### What you should do:
Quote each record exactly, please, leaving none out.

Annotated coordinate records
========================================

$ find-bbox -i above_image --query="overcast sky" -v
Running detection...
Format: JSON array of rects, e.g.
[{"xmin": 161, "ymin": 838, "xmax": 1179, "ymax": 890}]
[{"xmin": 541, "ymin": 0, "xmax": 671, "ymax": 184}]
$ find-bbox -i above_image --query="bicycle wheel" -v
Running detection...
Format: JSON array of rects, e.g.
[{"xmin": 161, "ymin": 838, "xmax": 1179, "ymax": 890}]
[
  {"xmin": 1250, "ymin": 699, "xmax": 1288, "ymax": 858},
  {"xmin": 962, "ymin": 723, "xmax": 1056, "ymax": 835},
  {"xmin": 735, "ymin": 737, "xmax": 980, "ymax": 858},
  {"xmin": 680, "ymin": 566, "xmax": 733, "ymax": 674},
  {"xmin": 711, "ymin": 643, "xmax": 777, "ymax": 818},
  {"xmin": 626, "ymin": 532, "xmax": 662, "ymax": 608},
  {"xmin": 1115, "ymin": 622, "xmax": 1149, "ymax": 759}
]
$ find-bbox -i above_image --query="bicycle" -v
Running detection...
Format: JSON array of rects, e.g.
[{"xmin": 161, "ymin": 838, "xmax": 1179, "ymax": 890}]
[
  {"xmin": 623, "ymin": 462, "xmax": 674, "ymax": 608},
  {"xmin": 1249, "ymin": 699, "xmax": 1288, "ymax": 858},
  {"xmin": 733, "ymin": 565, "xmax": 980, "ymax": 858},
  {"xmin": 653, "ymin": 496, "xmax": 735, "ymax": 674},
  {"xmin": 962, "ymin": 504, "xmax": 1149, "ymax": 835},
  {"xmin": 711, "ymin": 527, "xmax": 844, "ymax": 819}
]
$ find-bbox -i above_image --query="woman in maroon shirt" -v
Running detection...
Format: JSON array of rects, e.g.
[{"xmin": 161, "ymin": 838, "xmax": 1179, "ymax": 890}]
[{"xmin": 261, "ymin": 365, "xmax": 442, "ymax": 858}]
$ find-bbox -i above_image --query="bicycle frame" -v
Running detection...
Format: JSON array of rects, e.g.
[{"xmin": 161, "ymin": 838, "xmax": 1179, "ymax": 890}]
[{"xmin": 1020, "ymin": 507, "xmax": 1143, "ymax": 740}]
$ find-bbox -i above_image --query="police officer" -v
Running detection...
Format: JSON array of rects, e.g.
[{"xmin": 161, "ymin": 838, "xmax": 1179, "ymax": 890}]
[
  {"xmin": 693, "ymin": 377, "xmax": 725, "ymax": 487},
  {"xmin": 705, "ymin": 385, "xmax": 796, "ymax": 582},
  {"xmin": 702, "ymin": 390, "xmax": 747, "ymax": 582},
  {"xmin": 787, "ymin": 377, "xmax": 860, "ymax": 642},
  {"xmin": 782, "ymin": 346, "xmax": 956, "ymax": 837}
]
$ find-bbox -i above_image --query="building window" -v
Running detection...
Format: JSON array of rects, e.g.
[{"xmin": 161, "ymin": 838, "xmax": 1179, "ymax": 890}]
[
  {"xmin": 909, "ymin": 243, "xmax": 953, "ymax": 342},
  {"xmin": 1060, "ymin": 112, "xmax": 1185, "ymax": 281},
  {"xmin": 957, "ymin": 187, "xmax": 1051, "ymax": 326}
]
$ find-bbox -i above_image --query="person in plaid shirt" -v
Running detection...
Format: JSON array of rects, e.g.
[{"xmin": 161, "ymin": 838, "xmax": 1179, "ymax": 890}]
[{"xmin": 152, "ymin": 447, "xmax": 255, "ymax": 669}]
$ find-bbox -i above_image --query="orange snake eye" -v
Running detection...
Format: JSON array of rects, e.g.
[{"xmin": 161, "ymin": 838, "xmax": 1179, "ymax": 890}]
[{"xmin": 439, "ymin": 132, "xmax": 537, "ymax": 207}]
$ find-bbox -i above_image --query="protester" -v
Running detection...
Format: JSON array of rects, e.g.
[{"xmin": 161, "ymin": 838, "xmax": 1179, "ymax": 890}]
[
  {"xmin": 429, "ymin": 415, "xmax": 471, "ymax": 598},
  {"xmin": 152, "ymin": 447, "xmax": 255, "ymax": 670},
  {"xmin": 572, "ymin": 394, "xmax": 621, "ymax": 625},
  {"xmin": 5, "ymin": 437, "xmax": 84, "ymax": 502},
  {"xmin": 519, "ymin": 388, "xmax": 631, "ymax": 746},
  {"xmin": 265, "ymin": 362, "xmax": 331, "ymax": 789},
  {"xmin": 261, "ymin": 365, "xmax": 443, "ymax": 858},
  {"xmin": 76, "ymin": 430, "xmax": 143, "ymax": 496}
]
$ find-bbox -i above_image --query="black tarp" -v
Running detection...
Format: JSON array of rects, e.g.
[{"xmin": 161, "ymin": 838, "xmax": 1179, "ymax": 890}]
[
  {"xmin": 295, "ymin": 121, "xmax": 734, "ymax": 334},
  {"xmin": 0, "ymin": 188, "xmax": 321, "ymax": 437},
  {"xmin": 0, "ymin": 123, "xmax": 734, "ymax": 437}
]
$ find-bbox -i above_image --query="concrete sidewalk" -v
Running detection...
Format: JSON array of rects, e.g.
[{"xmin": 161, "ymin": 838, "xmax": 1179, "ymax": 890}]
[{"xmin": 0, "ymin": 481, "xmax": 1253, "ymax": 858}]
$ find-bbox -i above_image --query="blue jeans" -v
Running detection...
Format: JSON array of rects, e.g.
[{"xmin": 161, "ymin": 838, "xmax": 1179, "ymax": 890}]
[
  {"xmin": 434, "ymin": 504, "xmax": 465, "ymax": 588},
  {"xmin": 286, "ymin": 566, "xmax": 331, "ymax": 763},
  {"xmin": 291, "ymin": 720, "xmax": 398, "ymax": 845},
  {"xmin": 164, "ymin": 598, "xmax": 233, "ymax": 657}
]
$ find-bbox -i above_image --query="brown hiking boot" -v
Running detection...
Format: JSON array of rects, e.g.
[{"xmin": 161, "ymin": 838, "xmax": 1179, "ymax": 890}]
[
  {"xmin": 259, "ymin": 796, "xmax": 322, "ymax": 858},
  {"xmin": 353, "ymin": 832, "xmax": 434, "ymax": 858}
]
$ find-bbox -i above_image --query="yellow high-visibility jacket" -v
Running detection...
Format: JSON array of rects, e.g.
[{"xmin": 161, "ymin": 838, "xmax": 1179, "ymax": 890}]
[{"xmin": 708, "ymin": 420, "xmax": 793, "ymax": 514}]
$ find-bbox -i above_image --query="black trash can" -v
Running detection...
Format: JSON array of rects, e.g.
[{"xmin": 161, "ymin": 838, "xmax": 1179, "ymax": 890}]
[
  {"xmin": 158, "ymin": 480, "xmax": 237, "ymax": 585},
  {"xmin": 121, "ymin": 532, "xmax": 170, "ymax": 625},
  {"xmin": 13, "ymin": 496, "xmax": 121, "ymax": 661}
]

========================================

### Answer for this exercise:
$ find-bbox -i above_image --query="overcast sky" -v
Running detection...
Format: JSON array of rects, e.g.
[{"xmin": 161, "ymin": 838, "xmax": 1179, "ymax": 890}]
[{"xmin": 541, "ymin": 0, "xmax": 671, "ymax": 184}]
$ find-bbox -i above_image --query="bicycle wheel" -v
Running detection...
Format: JSON array of rects, e.g.
[{"xmin": 161, "ymin": 838, "xmax": 1179, "ymax": 890}]
[
  {"xmin": 1250, "ymin": 699, "xmax": 1288, "ymax": 858},
  {"xmin": 962, "ymin": 723, "xmax": 1056, "ymax": 835},
  {"xmin": 735, "ymin": 737, "xmax": 980, "ymax": 858},
  {"xmin": 680, "ymin": 566, "xmax": 733, "ymax": 674},
  {"xmin": 711, "ymin": 643, "xmax": 777, "ymax": 818},
  {"xmin": 626, "ymin": 532, "xmax": 662, "ymax": 608},
  {"xmin": 1115, "ymin": 622, "xmax": 1149, "ymax": 759}
]
$ find-bbox -i above_image --query="bicycle" -v
Running detection...
Format: JSON array of rects, e.g.
[{"xmin": 161, "ymin": 838, "xmax": 1179, "ymax": 890}]
[
  {"xmin": 623, "ymin": 462, "xmax": 674, "ymax": 608},
  {"xmin": 1249, "ymin": 699, "xmax": 1288, "ymax": 858},
  {"xmin": 733, "ymin": 565, "xmax": 980, "ymax": 858},
  {"xmin": 653, "ymin": 496, "xmax": 735, "ymax": 674},
  {"xmin": 962, "ymin": 504, "xmax": 1149, "ymax": 835},
  {"xmin": 711, "ymin": 527, "xmax": 844, "ymax": 819}
]
$ find-bbox -i above_image --query="woman in maroon shirt" -v
Running detection...
Format: JSON array of rects, e.g.
[{"xmin": 161, "ymin": 838, "xmax": 1179, "ymax": 890}]
[{"xmin": 261, "ymin": 365, "xmax": 442, "ymax": 858}]
$ find-bbox -i above_image --query="bicycle frame" -v
Running detection...
Format: JSON array of rects, e.g.
[{"xmin": 161, "ymin": 838, "xmax": 1179, "ymax": 890}]
[{"xmin": 1020, "ymin": 507, "xmax": 1143, "ymax": 740}]
$ find-bbox -i above_image --query="police officer" -v
Running detection...
Format: JSON array of rects, e.g.
[{"xmin": 161, "ymin": 838, "xmax": 1179, "ymax": 890}]
[
  {"xmin": 693, "ymin": 377, "xmax": 725, "ymax": 487},
  {"xmin": 705, "ymin": 385, "xmax": 796, "ymax": 582},
  {"xmin": 702, "ymin": 390, "xmax": 747, "ymax": 582},
  {"xmin": 787, "ymin": 377, "xmax": 860, "ymax": 642},
  {"xmin": 782, "ymin": 346, "xmax": 956, "ymax": 837}
]
$ find-bbox -i above_image --query="building window" -v
Running detection...
Format: JSON array of rects, e.g.
[{"xmin": 161, "ymin": 838, "xmax": 1179, "ymax": 890}]
[
  {"xmin": 909, "ymin": 243, "xmax": 953, "ymax": 342},
  {"xmin": 1060, "ymin": 112, "xmax": 1185, "ymax": 281},
  {"xmin": 957, "ymin": 187, "xmax": 1051, "ymax": 326}
]
$ find-bbox -i above_image --query="person in plaid shirt" -v
Running detection...
Format: JSON array of rects, e.g.
[{"xmin": 161, "ymin": 838, "xmax": 1179, "ymax": 890}]
[{"xmin": 152, "ymin": 447, "xmax": 255, "ymax": 669}]
$ find-bbox -i above_image --query="orange snake eye" -v
Running detection...
Format: JSON array of rects, e.g.
[{"xmin": 161, "ymin": 838, "xmax": 1179, "ymax": 890}]
[{"xmin": 439, "ymin": 132, "xmax": 537, "ymax": 207}]
$ find-bbox -i above_image --query="protester" -v
Running detection...
Format: JSON array of rects, e.g.
[{"xmin": 161, "ymin": 838, "xmax": 1179, "ymax": 890}]
[
  {"xmin": 429, "ymin": 415, "xmax": 471, "ymax": 598},
  {"xmin": 152, "ymin": 447, "xmax": 255, "ymax": 670},
  {"xmin": 572, "ymin": 394, "xmax": 621, "ymax": 625},
  {"xmin": 5, "ymin": 437, "xmax": 84, "ymax": 502},
  {"xmin": 519, "ymin": 388, "xmax": 631, "ymax": 746},
  {"xmin": 265, "ymin": 362, "xmax": 331, "ymax": 789},
  {"xmin": 261, "ymin": 365, "xmax": 443, "ymax": 858},
  {"xmin": 76, "ymin": 430, "xmax": 143, "ymax": 496}
]
$ find-bbox -i above_image --query="black tarp" -v
Running detection...
Format: JSON array of rects, e.g.
[{"xmin": 161, "ymin": 838, "xmax": 1179, "ymax": 890}]
[
  {"xmin": 295, "ymin": 121, "xmax": 734, "ymax": 334},
  {"xmin": 0, "ymin": 188, "xmax": 321, "ymax": 437},
  {"xmin": 0, "ymin": 123, "xmax": 734, "ymax": 437}
]
$ find-bbox -i above_image --query="concrete sidewalk" -v
Running detection...
Format: JSON array of rects, e.g.
[{"xmin": 161, "ymin": 838, "xmax": 1179, "ymax": 890}]
[{"xmin": 0, "ymin": 481, "xmax": 1253, "ymax": 858}]
$ find-bbox -i above_image --query="blue jeans" -v
Running detection...
Format: JSON array of rects, e.g.
[{"xmin": 161, "ymin": 838, "xmax": 1179, "ymax": 890}]
[
  {"xmin": 434, "ymin": 504, "xmax": 465, "ymax": 588},
  {"xmin": 286, "ymin": 566, "xmax": 331, "ymax": 763},
  {"xmin": 291, "ymin": 720, "xmax": 398, "ymax": 845},
  {"xmin": 164, "ymin": 598, "xmax": 233, "ymax": 657}
]
$ find-bbox -i above_image --query="brown hiking boot" -v
Running detection...
Format: JSON array of rects, e.g.
[{"xmin": 161, "ymin": 838, "xmax": 1179, "ymax": 890}]
[
  {"xmin": 259, "ymin": 796, "xmax": 322, "ymax": 858},
  {"xmin": 353, "ymin": 832, "xmax": 434, "ymax": 858}
]
$ find-bbox -i above_image --query="yellow high-visibility jacket" -v
Running detection...
Format: JSON array of rects, e.g.
[{"xmin": 161, "ymin": 838, "xmax": 1179, "ymax": 890}]
[{"xmin": 708, "ymin": 420, "xmax": 793, "ymax": 514}]
$ find-bbox -i above_image --query="black trash can" -v
Running detection...
Format: JSON array of rects, e.g.
[{"xmin": 161, "ymin": 838, "xmax": 1179, "ymax": 890}]
[
  {"xmin": 158, "ymin": 480, "xmax": 237, "ymax": 585},
  {"xmin": 121, "ymin": 532, "xmax": 170, "ymax": 625},
  {"xmin": 13, "ymin": 496, "xmax": 121, "ymax": 661}
]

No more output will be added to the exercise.